WORK TO COMPLETE:
Turn the data below into a numbered list with one line per item. Skip blank lines and leave the pictures out.
-*-*-
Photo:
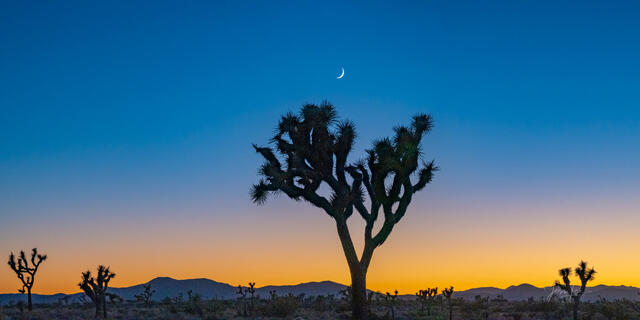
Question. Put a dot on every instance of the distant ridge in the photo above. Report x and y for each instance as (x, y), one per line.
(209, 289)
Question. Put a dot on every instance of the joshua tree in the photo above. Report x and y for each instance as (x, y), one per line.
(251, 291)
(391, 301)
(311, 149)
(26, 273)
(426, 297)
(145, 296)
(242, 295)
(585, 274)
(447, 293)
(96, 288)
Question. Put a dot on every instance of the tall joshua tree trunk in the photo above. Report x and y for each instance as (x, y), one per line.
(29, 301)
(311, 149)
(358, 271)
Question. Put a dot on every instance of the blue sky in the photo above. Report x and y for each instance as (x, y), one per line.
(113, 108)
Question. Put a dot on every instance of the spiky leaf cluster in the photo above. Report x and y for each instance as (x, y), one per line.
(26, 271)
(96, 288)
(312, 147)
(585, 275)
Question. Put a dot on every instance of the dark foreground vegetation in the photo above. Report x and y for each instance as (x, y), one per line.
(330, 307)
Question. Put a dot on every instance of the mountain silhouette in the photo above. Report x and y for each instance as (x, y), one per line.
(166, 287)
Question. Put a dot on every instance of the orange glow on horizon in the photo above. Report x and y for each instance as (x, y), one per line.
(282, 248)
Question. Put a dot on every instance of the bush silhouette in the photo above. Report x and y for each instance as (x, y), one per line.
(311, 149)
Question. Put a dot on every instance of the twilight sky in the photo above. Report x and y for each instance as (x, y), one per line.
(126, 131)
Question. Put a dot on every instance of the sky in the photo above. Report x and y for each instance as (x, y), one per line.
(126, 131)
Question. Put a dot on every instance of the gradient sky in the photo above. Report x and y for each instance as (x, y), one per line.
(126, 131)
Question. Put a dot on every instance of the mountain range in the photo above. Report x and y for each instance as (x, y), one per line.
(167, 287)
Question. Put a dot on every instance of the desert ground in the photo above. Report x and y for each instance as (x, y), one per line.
-*-*-
RESPONSE TO THE TASK:
1. Photo:
2. Question. Put a dot on every instance of the distant ridge in the photo above. Report x and y for each instance as (x, y), one per line.
3. (209, 289)
4. Question. Put a dot on every instance of the joshua tree in the photo above. Report x and y for each instance as (x, y), one per line.
5. (251, 291)
6. (391, 301)
7. (311, 149)
8. (26, 273)
9. (426, 297)
10. (145, 296)
11. (242, 295)
12. (585, 274)
13. (447, 293)
14. (96, 288)
15. Question. Put a dot on every instance of the tall joshua tree trunk in the photo above. Report x and y for each instance as (x, y), one per line.
16. (29, 301)
17. (311, 149)
18. (358, 271)
19. Question. Put a dot on every instance of the blue sky in the photo above. Report x and y for each instance as (x, y), one per line.
20. (113, 108)
21. Question. Put a dot on every instance of the spiky leaf cluster in the photo above. Report x and y for each instance as (x, y), one per line.
22. (26, 271)
23. (96, 288)
24. (312, 147)
25. (585, 275)
26. Question. Put a dot on every instance of the dark foreground vegetation in the photo above. Report x and y for each instance as (x, y), one per line.
27. (330, 307)
28. Question. Put a dot on every instance of the mountain silhouette in the photo above. Report x and y for each instance as (x, y), one per line.
29. (166, 287)
30. Question. Put a dot on every instance of the orange glow on horizon in the photo above. Report x and y for each instance as (x, y), one per line.
31. (282, 248)
32. Question. Put a dot on every instance of the bush silhouette in the photo above. Report x and y for each instance as (x, y), one per line.
33. (311, 149)
34. Question. Put a dot on every instance of the twilight sky in the photo above. Report x and y for each instance as (x, y), one per line.
35. (126, 131)
36. Question. Put a dot on every instance of the sky in the photo above. Report x and y for each instance as (x, y), one per line.
37. (126, 131)
38. Question. Put a dot on every instance of the gradient sky in the photo above. Report x and y for each instance as (x, y), one per line.
39. (126, 131)
40. Question. Put a dot on every instance of the mountain range in the photo above. Report x and y for each instance as (x, y), one per line.
41. (167, 287)
42. Question. Put a dot on every instance of the desert ground in the photo above. Report x and y for each instance as (x, y), one per line.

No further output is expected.